Problem to solve: In full and without deviation, reproduce the records that follow.
··· Provided material ···
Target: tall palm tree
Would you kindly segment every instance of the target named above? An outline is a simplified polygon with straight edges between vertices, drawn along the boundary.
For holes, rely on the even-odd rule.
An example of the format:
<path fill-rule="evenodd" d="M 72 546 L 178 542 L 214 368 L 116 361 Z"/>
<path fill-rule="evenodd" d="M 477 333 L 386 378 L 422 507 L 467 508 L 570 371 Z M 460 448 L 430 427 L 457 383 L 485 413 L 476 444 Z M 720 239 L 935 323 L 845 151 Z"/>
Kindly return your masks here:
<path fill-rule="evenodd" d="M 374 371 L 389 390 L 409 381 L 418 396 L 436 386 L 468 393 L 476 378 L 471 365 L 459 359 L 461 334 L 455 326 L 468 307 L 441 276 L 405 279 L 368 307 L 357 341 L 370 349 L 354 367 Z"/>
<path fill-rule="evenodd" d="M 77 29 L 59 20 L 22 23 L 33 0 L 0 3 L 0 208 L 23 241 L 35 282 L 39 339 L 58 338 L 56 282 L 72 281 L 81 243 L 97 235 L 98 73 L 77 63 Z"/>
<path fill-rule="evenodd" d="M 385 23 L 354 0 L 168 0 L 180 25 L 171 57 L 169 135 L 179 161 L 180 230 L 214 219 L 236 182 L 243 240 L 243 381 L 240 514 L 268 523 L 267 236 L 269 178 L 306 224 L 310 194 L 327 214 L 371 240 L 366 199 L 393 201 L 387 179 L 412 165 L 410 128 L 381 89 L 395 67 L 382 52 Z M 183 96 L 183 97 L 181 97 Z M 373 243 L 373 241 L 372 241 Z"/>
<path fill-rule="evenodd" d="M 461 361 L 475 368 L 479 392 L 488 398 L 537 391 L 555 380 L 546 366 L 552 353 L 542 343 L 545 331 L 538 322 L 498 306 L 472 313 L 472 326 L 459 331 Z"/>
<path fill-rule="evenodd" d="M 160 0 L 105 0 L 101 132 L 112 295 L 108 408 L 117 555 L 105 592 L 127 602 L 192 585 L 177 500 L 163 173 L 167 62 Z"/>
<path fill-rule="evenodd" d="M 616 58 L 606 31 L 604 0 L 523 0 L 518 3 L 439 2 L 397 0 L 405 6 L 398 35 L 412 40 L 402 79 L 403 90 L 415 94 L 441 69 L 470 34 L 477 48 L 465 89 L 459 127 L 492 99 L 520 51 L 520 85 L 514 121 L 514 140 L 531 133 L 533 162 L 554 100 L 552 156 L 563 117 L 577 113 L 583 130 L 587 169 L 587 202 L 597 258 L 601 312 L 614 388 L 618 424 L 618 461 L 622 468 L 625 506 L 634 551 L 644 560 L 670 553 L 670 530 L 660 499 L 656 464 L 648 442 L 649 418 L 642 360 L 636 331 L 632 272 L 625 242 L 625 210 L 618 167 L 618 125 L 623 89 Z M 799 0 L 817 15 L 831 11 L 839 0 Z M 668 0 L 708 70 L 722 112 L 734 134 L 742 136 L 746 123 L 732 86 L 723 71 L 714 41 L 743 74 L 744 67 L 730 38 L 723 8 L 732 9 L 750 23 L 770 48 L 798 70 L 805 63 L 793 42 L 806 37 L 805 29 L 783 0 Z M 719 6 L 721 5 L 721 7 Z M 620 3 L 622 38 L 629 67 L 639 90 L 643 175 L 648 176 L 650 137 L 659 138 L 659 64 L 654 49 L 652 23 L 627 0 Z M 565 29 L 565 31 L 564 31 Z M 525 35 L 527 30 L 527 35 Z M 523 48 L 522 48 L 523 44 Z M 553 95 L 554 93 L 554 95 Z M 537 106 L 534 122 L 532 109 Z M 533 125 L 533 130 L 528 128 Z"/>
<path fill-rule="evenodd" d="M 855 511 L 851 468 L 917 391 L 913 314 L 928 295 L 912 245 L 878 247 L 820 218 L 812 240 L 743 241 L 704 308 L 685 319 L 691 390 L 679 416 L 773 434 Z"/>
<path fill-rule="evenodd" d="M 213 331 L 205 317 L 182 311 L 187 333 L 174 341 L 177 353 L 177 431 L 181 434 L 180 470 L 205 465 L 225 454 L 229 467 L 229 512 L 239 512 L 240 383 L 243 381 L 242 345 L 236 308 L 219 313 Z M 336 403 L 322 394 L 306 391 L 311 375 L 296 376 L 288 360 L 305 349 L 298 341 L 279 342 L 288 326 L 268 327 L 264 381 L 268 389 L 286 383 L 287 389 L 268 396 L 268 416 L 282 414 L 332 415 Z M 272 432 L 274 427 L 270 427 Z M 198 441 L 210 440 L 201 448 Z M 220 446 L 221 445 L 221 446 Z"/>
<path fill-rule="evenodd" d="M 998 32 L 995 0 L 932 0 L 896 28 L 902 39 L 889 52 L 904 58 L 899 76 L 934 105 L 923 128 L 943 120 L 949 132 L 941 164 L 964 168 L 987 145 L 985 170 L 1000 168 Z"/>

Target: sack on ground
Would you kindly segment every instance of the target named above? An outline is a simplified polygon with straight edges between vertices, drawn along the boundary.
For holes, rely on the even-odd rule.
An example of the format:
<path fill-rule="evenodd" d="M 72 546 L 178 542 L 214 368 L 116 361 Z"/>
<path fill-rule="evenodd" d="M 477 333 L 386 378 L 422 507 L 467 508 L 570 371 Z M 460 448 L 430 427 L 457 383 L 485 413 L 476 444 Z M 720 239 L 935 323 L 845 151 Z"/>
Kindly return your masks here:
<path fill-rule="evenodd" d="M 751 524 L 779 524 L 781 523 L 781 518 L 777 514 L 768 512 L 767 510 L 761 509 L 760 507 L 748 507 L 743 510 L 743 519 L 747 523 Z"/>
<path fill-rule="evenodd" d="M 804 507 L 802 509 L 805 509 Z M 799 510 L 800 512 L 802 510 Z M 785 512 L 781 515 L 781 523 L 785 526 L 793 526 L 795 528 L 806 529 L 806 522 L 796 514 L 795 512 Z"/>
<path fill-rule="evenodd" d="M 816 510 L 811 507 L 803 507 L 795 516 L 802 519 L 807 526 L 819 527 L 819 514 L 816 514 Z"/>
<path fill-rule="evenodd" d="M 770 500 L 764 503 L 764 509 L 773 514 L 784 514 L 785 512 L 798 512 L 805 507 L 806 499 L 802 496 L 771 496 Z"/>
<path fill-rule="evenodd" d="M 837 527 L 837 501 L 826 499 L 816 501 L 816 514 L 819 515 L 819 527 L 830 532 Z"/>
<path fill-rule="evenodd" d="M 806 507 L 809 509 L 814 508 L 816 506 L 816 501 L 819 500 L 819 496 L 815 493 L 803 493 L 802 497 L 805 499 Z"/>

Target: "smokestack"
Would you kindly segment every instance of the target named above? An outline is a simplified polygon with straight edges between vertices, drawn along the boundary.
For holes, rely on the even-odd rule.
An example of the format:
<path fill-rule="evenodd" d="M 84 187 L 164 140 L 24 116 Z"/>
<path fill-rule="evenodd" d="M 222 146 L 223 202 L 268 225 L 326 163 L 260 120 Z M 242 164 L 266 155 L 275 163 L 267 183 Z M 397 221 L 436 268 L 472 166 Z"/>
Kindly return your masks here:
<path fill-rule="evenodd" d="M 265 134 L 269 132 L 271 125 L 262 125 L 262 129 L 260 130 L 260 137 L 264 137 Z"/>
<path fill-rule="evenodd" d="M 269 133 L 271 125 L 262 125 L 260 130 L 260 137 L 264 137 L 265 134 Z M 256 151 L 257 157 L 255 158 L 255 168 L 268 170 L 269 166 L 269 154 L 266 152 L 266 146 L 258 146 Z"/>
···
Solution to the problem:
Target: tall palm tree
Would you kindly segment every instance of the target named above? An outline is a simplified polygon with straight edges between vertices, drawn along the boundary.
For holes, rely on the even-odd rule.
An example of the format:
<path fill-rule="evenodd" d="M 72 546 L 178 542 L 214 368 L 116 361 Z"/>
<path fill-rule="evenodd" d="M 477 333 L 386 378 L 422 507 L 467 508 L 570 371 Z M 460 448 L 430 427 L 457 383 L 485 413 L 476 444 Z M 720 239 L 935 323 L 845 151 Z"/>
Kindly return your masks here:
<path fill-rule="evenodd" d="M 374 371 L 389 390 L 409 381 L 418 396 L 436 386 L 468 393 L 476 378 L 471 365 L 459 359 L 461 334 L 455 326 L 468 307 L 441 276 L 405 279 L 368 307 L 357 341 L 370 349 L 354 367 Z"/>
<path fill-rule="evenodd" d="M 77 29 L 59 20 L 22 23 L 33 0 L 0 3 L 0 208 L 23 241 L 35 282 L 39 339 L 58 338 L 56 282 L 72 281 L 81 243 L 97 235 L 98 73 L 77 63 Z"/>
<path fill-rule="evenodd" d="M 385 23 L 354 0 L 168 0 L 180 25 L 171 57 L 169 135 L 179 161 L 180 230 L 214 219 L 236 182 L 243 240 L 243 381 L 240 514 L 268 523 L 267 236 L 269 178 L 306 224 L 310 194 L 327 214 L 371 240 L 366 199 L 393 201 L 387 179 L 412 165 L 410 128 L 381 89 L 395 67 L 382 52 Z M 183 96 L 183 97 L 181 97 Z M 373 243 L 373 241 L 372 241 Z"/>
<path fill-rule="evenodd" d="M 461 361 L 475 368 L 479 392 L 488 398 L 537 391 L 555 380 L 546 366 L 552 353 L 542 343 L 545 331 L 538 322 L 498 306 L 472 313 L 472 326 L 459 331 Z"/>
<path fill-rule="evenodd" d="M 160 0 L 105 0 L 101 132 L 112 295 L 108 408 L 117 555 L 105 592 L 127 602 L 192 585 L 177 500 L 163 173 L 167 62 Z"/>
<path fill-rule="evenodd" d="M 616 58 L 606 31 L 604 0 L 523 0 L 518 3 L 439 2 L 397 0 L 405 6 L 398 35 L 412 40 L 402 79 L 403 90 L 415 94 L 441 69 L 470 34 L 477 48 L 465 89 L 459 127 L 492 99 L 520 51 L 520 85 L 514 121 L 514 140 L 531 133 L 533 162 L 554 100 L 552 156 L 563 117 L 577 113 L 583 130 L 587 169 L 587 202 L 597 258 L 601 312 L 614 388 L 618 424 L 618 461 L 622 468 L 625 506 L 634 551 L 644 560 L 670 553 L 670 530 L 660 499 L 656 464 L 648 442 L 649 418 L 642 360 L 636 331 L 632 272 L 625 242 L 625 210 L 618 167 L 618 125 L 623 89 Z M 799 0 L 817 15 L 831 11 L 839 0 Z M 668 0 L 708 70 L 722 112 L 734 134 L 742 136 L 746 123 L 732 86 L 723 71 L 714 41 L 743 74 L 744 67 L 730 38 L 723 8 L 732 9 L 750 23 L 770 48 L 798 70 L 805 63 L 793 42 L 806 37 L 805 29 L 783 0 Z M 719 6 L 721 5 L 721 7 Z M 620 3 L 622 38 L 629 67 L 639 90 L 643 175 L 648 176 L 650 137 L 659 138 L 659 64 L 654 49 L 652 23 L 627 0 Z M 565 29 L 565 31 L 564 31 Z M 525 35 L 527 30 L 527 35 Z M 523 48 L 522 48 L 523 44 Z M 553 95 L 554 93 L 554 95 Z M 537 106 L 534 122 L 532 109 Z M 533 125 L 533 130 L 528 128 Z"/>
<path fill-rule="evenodd" d="M 855 511 L 851 468 L 917 391 L 913 314 L 928 295 L 912 245 L 878 247 L 820 218 L 812 240 L 743 241 L 704 308 L 685 319 L 691 390 L 679 416 L 773 434 Z"/>
<path fill-rule="evenodd" d="M 213 331 L 205 317 L 182 311 L 187 333 L 174 341 L 177 353 L 177 431 L 181 434 L 180 470 L 205 465 L 225 454 L 229 467 L 229 512 L 239 512 L 240 383 L 243 381 L 242 345 L 236 308 L 219 313 Z M 336 403 L 322 394 L 306 391 L 311 375 L 296 376 L 288 360 L 305 349 L 298 341 L 279 342 L 288 326 L 268 327 L 264 381 L 268 389 L 286 383 L 287 389 L 268 396 L 268 416 L 282 414 L 332 415 Z M 272 432 L 274 427 L 270 427 Z M 198 441 L 210 440 L 201 448 Z M 220 446 L 221 445 L 221 446 Z"/>
<path fill-rule="evenodd" d="M 998 32 L 995 0 L 932 0 L 896 28 L 902 39 L 889 52 L 904 58 L 899 76 L 934 105 L 923 128 L 943 120 L 949 132 L 941 164 L 964 168 L 987 145 L 985 170 L 1000 168 Z"/>

Target: sack on ground
Would you kindly segment every instance of the target named above? An outline is a simplified polygon with straight edges between vertices, drawn along the boundary.
For holes, rely on the even-odd rule.
An example of the format:
<path fill-rule="evenodd" d="M 72 546 L 178 542 L 214 368 L 116 361 Z"/>
<path fill-rule="evenodd" d="M 477 333 L 386 378 L 422 507 L 467 508 L 570 371 Z M 460 448 L 430 427 L 457 383 L 485 413 L 476 444 Z M 720 239 L 935 323 L 845 151 Z"/>
Kindly return your masks here:
<path fill-rule="evenodd" d="M 751 524 L 779 524 L 781 523 L 781 518 L 777 514 L 768 512 L 767 510 L 761 509 L 760 507 L 748 507 L 743 510 L 743 519 L 747 523 Z"/>
<path fill-rule="evenodd" d="M 804 507 L 802 509 L 805 509 Z M 799 510 L 800 512 L 802 510 Z M 785 512 L 781 515 L 781 523 L 785 526 L 793 526 L 795 528 L 806 529 L 806 522 L 796 514 L 795 512 Z"/>
<path fill-rule="evenodd" d="M 816 510 L 811 507 L 803 507 L 795 516 L 802 519 L 807 526 L 819 527 L 819 514 L 816 514 Z"/>
<path fill-rule="evenodd" d="M 770 500 L 764 503 L 764 509 L 773 514 L 784 514 L 785 512 L 798 512 L 805 507 L 806 499 L 802 496 L 771 496 Z"/>
<path fill-rule="evenodd" d="M 837 527 L 837 501 L 826 499 L 816 501 L 816 514 L 819 515 L 819 527 L 830 532 Z"/>
<path fill-rule="evenodd" d="M 806 507 L 809 509 L 814 508 L 816 506 L 816 501 L 819 500 L 819 496 L 815 493 L 803 493 L 802 497 L 805 499 Z"/>

Target: "smokestack"
Would you kindly segment every instance of the target named above? An outline is a simplified polygon with straight edges between vertices, drawn along the boundary.
For holes, rely on the even-odd rule.
An example of the format:
<path fill-rule="evenodd" d="M 84 187 L 164 140 L 24 116 Z"/>
<path fill-rule="evenodd" d="M 222 146 L 223 202 L 268 225 L 326 163 L 260 120 Z M 242 164 L 266 155 L 275 163 L 267 183 Z M 397 221 L 436 268 L 472 166 Z"/>
Kindly return your masks here:
<path fill-rule="evenodd" d="M 265 134 L 269 132 L 271 125 L 262 125 L 262 129 L 260 130 L 260 137 L 264 137 Z"/>
<path fill-rule="evenodd" d="M 269 133 L 271 125 L 262 125 L 260 130 L 260 137 L 264 137 L 265 134 Z M 256 151 L 257 157 L 255 158 L 255 168 L 268 170 L 269 166 L 269 154 L 266 152 L 266 146 L 258 146 Z"/>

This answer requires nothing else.